## [Problem requirements]
Rewrite everything from "Screen reader accessibility mode — describe where the headlight" down to "[243,594,287,625]", putting "headlamp" in place of "headlight" and keeping every other part the same. Omit the pictures from your answer.

## [Records for processing]
+-------+
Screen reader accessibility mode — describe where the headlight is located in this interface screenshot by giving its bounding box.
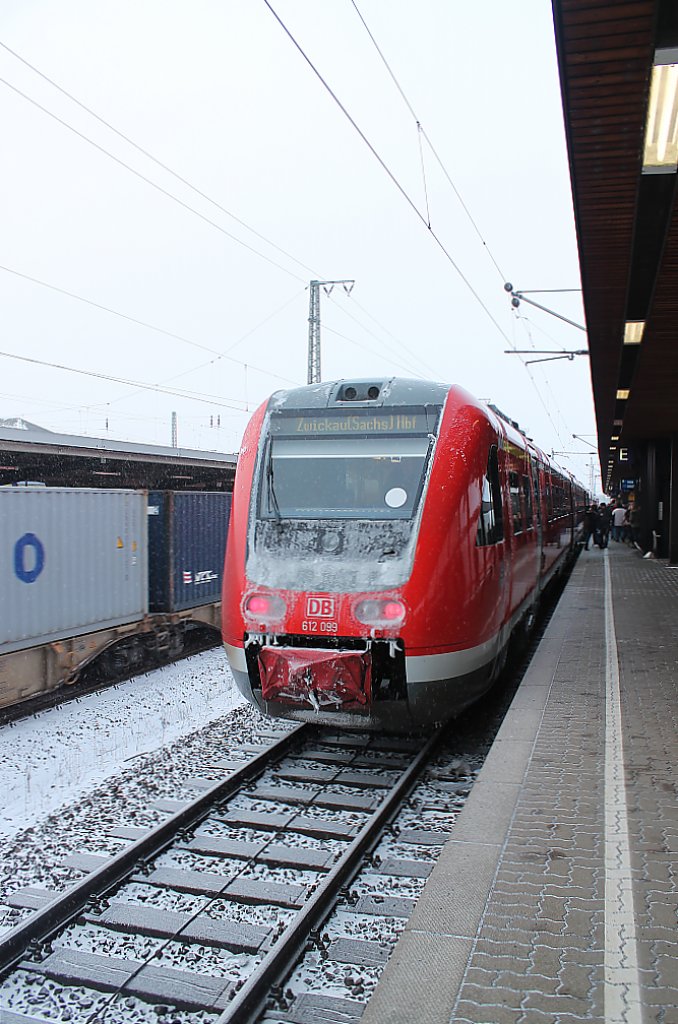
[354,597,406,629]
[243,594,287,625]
+-------+
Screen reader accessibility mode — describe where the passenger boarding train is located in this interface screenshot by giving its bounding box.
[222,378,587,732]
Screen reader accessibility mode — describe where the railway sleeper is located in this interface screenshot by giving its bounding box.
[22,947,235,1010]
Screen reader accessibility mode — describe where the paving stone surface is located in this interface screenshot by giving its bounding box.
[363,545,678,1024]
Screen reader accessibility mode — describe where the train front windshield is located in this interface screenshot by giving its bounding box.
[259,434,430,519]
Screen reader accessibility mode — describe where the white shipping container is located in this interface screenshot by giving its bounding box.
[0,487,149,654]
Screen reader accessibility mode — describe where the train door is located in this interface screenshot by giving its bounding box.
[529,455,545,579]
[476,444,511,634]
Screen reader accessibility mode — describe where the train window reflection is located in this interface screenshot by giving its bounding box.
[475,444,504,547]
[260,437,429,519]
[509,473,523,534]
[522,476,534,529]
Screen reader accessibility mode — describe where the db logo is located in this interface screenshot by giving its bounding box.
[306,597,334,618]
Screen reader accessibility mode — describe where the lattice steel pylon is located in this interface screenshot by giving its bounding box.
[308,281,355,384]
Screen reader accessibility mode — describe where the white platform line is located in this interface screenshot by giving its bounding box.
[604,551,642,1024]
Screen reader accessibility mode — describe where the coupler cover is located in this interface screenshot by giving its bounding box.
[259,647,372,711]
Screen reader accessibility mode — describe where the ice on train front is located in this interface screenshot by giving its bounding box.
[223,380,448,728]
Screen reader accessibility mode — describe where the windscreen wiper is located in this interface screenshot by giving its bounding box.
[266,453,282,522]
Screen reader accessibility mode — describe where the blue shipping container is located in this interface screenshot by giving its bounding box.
+-------+
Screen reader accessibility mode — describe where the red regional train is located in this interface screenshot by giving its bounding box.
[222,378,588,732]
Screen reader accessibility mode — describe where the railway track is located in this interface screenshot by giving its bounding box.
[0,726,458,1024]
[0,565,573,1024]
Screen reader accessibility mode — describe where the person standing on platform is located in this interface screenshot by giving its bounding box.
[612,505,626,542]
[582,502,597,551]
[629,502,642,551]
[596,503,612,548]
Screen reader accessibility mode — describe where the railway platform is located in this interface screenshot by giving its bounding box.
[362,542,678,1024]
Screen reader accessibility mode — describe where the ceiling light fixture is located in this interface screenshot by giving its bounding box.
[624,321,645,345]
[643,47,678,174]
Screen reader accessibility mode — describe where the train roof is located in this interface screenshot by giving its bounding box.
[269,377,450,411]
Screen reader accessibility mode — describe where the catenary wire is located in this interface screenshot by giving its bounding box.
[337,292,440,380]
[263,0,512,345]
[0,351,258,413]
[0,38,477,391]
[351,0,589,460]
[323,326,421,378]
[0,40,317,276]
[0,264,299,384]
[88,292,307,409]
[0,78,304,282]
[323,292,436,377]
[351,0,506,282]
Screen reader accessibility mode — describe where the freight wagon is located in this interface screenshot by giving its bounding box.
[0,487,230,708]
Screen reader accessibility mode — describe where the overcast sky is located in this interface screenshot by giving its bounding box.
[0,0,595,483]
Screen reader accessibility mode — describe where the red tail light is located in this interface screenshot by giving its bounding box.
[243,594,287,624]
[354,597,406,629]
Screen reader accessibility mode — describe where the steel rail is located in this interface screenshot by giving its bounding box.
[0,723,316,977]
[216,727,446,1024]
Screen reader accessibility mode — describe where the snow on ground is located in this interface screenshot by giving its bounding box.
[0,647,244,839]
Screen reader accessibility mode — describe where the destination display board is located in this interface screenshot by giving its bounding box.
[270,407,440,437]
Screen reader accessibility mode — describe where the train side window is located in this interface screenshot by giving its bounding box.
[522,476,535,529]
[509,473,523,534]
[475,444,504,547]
+-------+
## [Worked answer]
Screen reader accessibility mode — describe where the headlamp is located in this interface screenshot by giving its bounding box.
[354,597,406,629]
[243,594,287,625]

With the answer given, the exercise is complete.